## Task goal
Retype exactly the lines of the material below, from the one containing "column 70, row 360" through the last, with both ends kept.

## Source data
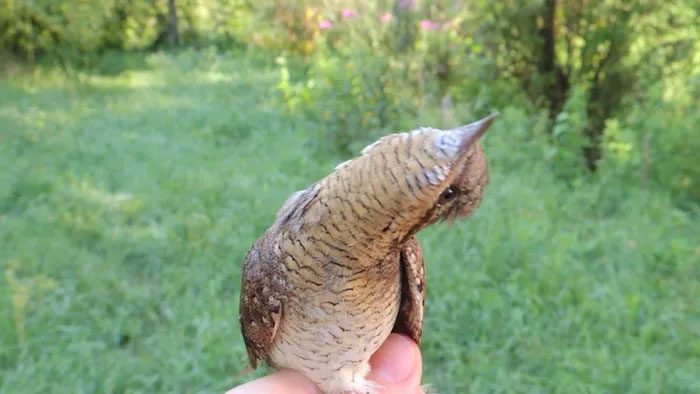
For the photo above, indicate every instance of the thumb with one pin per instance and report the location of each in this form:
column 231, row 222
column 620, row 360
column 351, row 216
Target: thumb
column 397, row 366
column 284, row 381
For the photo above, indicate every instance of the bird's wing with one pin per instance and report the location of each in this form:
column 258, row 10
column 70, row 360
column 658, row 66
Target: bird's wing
column 261, row 302
column 410, row 318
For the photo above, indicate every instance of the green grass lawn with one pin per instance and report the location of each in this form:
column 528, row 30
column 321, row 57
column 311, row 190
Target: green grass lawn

## Answer below
column 70, row 360
column 658, row 66
Target: bird's wing
column 261, row 302
column 410, row 318
For the photo above, indicate every instance of the green grass lawn with one pin per instance and report the location of each in this form:
column 528, row 30
column 321, row 57
column 311, row 190
Target: green grass lawn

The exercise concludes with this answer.